Task – In the text on mixture-based combinatorial libraries, what kind of experiments do Houghten and co-workers use these libraries for?
Top of Text under study
Houghten, R. et al, “Strategies for the Use of Mixture-Based Synthetic Combinatorial Libraries: Scaffold Ranking, Direct Testing In Vivo, and Enhanced Deconvolution by Computational Methods”, J. Comb. Chem., 2008, 10, 3-19
Recently a collaborator pointed me to the above article by Houghten and co-workers where they describe the use of mixture-based combinatorial libraries for high-throughput screening (HTS) experiments.
Traditionally an HTS experiment will screen thousands to millions of individual molecules. Obviously, it’s all done by robots so though you have to be careful during setup it’s not like you have to do it all by hand. But the fact is, if it’s possible to reduce the actual number of individual screens, life becomes easier and cheaper. Houghten et al describe an elegant approach that does just this.
Bottom of Text under study
Top of Records supplied
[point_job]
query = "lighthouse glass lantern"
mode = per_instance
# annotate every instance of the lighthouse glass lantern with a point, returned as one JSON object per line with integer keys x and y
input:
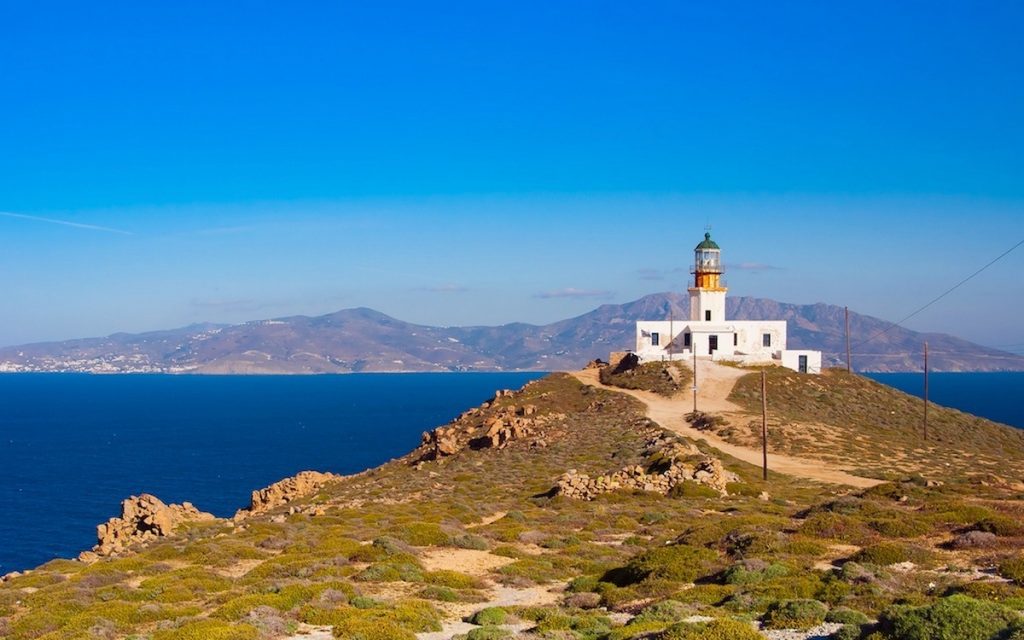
{"x": 708, "y": 264}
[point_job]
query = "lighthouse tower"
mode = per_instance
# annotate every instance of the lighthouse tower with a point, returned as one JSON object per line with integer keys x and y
{"x": 708, "y": 292}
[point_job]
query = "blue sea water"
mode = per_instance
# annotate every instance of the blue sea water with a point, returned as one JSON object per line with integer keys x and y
{"x": 994, "y": 395}
{"x": 73, "y": 446}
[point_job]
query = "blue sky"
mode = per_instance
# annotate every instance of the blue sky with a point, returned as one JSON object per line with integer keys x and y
{"x": 482, "y": 163}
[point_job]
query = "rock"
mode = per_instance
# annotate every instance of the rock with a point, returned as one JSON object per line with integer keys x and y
{"x": 974, "y": 540}
{"x": 289, "y": 489}
{"x": 143, "y": 518}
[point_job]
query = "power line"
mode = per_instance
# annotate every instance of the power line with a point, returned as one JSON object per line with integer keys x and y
{"x": 942, "y": 295}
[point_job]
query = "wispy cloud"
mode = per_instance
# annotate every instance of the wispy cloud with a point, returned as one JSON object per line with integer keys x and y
{"x": 753, "y": 266}
{"x": 80, "y": 225}
{"x": 655, "y": 274}
{"x": 571, "y": 292}
{"x": 446, "y": 289}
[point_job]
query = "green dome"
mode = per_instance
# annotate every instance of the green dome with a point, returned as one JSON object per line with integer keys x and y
{"x": 708, "y": 243}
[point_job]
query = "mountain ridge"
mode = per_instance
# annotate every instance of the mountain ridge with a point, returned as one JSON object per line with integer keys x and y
{"x": 363, "y": 339}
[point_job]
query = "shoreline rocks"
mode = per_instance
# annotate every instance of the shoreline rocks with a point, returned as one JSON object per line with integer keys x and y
{"x": 143, "y": 519}
{"x": 284, "y": 492}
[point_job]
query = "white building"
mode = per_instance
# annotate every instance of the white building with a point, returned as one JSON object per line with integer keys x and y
{"x": 711, "y": 334}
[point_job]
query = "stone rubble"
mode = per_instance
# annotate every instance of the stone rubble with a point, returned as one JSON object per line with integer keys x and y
{"x": 487, "y": 426}
{"x": 284, "y": 492}
{"x": 670, "y": 462}
{"x": 143, "y": 519}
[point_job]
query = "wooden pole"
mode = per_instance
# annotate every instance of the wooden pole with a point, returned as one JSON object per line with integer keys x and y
{"x": 693, "y": 347}
{"x": 849, "y": 363}
{"x": 926, "y": 390}
{"x": 764, "y": 423}
{"x": 672, "y": 333}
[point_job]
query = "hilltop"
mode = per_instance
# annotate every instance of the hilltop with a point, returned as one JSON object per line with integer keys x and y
{"x": 578, "y": 509}
{"x": 365, "y": 340}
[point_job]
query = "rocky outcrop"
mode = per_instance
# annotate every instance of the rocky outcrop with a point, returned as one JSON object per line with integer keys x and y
{"x": 284, "y": 492}
{"x": 670, "y": 462}
{"x": 488, "y": 426}
{"x": 143, "y": 518}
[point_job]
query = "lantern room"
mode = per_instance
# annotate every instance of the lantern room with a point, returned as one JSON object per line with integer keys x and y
{"x": 708, "y": 264}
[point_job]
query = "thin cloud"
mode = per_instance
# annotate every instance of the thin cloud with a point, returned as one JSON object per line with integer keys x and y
{"x": 571, "y": 292}
{"x": 80, "y": 225}
{"x": 657, "y": 274}
{"x": 446, "y": 289}
{"x": 753, "y": 266}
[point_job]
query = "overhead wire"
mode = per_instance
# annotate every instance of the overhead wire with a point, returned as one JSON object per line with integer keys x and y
{"x": 940, "y": 296}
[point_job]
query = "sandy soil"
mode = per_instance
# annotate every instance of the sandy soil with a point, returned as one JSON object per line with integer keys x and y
{"x": 715, "y": 382}
{"x": 469, "y": 561}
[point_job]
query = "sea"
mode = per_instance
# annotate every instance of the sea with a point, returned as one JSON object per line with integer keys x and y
{"x": 74, "y": 445}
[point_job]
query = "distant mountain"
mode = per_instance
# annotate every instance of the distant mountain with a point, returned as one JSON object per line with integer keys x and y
{"x": 365, "y": 340}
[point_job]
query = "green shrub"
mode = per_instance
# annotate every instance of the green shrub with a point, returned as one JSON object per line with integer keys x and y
{"x": 357, "y": 629}
{"x": 665, "y": 611}
{"x": 488, "y": 633}
{"x": 955, "y": 617}
{"x": 752, "y": 571}
{"x": 675, "y": 562}
{"x": 884, "y": 554}
{"x": 692, "y": 489}
{"x": 1000, "y": 525}
{"x": 208, "y": 630}
{"x": 723, "y": 629}
{"x": 838, "y": 526}
{"x": 847, "y": 632}
{"x": 422, "y": 535}
{"x": 489, "y": 616}
{"x": 845, "y": 615}
{"x": 795, "y": 614}
{"x": 1013, "y": 569}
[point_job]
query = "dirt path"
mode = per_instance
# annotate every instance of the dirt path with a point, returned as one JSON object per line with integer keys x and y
{"x": 715, "y": 382}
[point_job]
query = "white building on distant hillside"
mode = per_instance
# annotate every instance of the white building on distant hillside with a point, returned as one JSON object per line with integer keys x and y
{"x": 711, "y": 334}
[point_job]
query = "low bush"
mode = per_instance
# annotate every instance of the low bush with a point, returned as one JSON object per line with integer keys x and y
{"x": 676, "y": 562}
{"x": 1013, "y": 569}
{"x": 955, "y": 617}
{"x": 795, "y": 614}
{"x": 884, "y": 554}
{"x": 489, "y": 616}
{"x": 716, "y": 630}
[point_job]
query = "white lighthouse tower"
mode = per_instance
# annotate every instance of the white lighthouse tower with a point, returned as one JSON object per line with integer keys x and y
{"x": 709, "y": 334}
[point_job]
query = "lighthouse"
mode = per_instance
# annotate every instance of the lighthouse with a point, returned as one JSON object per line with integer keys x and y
{"x": 708, "y": 292}
{"x": 710, "y": 334}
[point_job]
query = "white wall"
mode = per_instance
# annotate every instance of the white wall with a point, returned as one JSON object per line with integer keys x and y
{"x": 791, "y": 359}
{"x": 735, "y": 337}
{"x": 702, "y": 300}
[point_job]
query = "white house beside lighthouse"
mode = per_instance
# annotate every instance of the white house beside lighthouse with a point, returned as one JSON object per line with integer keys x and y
{"x": 711, "y": 335}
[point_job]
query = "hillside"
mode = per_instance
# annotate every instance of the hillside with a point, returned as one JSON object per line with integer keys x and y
{"x": 363, "y": 340}
{"x": 562, "y": 511}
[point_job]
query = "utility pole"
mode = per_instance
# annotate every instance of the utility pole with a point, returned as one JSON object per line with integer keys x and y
{"x": 849, "y": 365}
{"x": 693, "y": 348}
{"x": 672, "y": 333}
{"x": 764, "y": 423}
{"x": 926, "y": 390}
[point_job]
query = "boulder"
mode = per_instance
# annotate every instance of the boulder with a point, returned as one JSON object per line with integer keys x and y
{"x": 143, "y": 518}
{"x": 289, "y": 489}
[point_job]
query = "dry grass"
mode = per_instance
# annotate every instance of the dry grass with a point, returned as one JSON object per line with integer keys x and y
{"x": 371, "y": 563}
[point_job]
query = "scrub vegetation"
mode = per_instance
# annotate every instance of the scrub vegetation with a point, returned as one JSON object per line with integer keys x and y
{"x": 935, "y": 552}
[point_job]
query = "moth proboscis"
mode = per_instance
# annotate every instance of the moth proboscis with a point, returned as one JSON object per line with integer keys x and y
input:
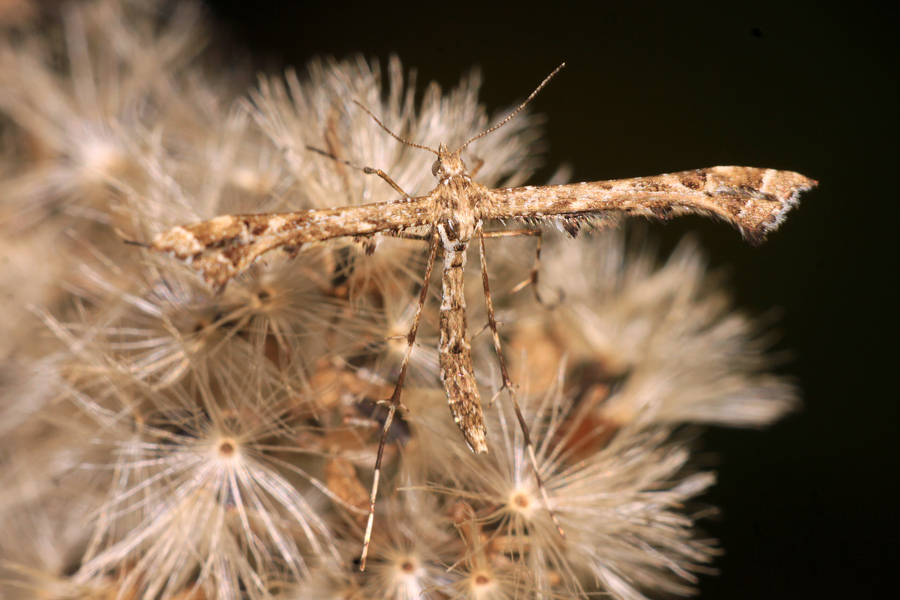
{"x": 454, "y": 213}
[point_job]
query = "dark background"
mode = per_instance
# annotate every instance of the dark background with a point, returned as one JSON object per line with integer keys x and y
{"x": 810, "y": 506}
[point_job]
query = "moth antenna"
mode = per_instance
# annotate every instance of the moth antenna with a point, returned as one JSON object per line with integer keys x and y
{"x": 515, "y": 112}
{"x": 391, "y": 133}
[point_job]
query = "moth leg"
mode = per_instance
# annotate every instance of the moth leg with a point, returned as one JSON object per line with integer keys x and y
{"x": 479, "y": 162}
{"x": 535, "y": 269}
{"x": 366, "y": 170}
{"x": 395, "y": 396}
{"x": 507, "y": 383}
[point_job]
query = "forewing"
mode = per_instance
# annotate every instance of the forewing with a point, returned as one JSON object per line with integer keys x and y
{"x": 754, "y": 200}
{"x": 224, "y": 247}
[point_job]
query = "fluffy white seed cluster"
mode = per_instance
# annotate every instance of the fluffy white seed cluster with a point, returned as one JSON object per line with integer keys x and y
{"x": 161, "y": 441}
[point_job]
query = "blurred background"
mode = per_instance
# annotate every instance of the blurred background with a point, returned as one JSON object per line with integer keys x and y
{"x": 809, "y": 507}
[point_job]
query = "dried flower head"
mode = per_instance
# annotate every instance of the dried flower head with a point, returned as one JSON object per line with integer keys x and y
{"x": 160, "y": 440}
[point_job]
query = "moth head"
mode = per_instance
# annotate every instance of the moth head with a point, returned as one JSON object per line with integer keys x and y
{"x": 448, "y": 164}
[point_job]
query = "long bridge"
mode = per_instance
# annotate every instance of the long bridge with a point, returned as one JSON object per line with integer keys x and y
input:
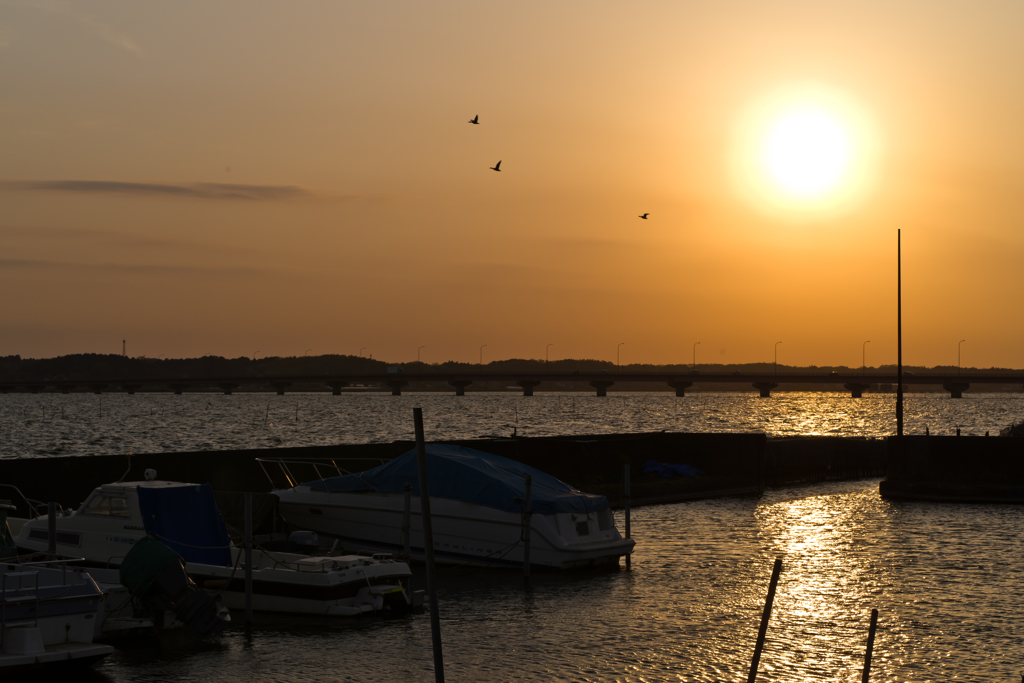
Bottom of Records supplied
Exercise answer – High-throughput screening (HTS) experiments.